**THE REQUEST**
Copy out the items below word for word, starting at the line that contains "the car rear" and ending at the line that contains "[78,190,277,212]", with both of those lines included.

[Rows of box annotation data]
— BEGIN —

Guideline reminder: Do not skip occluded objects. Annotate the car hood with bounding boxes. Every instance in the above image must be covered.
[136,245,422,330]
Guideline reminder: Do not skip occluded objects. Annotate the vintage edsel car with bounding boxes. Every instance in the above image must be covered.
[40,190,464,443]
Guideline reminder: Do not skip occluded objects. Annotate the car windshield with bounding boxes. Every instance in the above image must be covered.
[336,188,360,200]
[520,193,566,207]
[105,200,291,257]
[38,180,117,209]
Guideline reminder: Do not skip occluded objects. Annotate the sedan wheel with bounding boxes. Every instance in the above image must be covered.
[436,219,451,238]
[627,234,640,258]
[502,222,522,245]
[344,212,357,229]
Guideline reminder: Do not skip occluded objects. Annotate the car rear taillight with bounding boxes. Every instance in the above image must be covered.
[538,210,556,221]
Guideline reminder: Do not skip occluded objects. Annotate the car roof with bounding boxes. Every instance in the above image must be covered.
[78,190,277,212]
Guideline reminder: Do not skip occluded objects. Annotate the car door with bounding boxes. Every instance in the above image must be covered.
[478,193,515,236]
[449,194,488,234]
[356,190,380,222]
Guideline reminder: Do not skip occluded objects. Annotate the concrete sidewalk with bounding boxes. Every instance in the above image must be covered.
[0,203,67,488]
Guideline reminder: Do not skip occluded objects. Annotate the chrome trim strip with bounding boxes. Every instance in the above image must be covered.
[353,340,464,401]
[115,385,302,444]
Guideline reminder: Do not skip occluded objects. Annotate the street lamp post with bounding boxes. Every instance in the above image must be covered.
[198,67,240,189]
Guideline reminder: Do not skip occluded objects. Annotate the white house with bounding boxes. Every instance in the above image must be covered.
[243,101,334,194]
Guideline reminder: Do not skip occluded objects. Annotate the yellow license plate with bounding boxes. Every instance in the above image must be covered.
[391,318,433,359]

— END —

**WORKED SOLUTION**
Guideline reminder: Do not skip occluded objects. Annotate the car rear taillight with bounding boxes. Every instance in the above image must be covered.
[538,210,556,221]
Guideline reminder: Do not skip occluded objects. Annotate the car roof with bounding boxes. Every instance in the above image must be covered.
[78,190,277,212]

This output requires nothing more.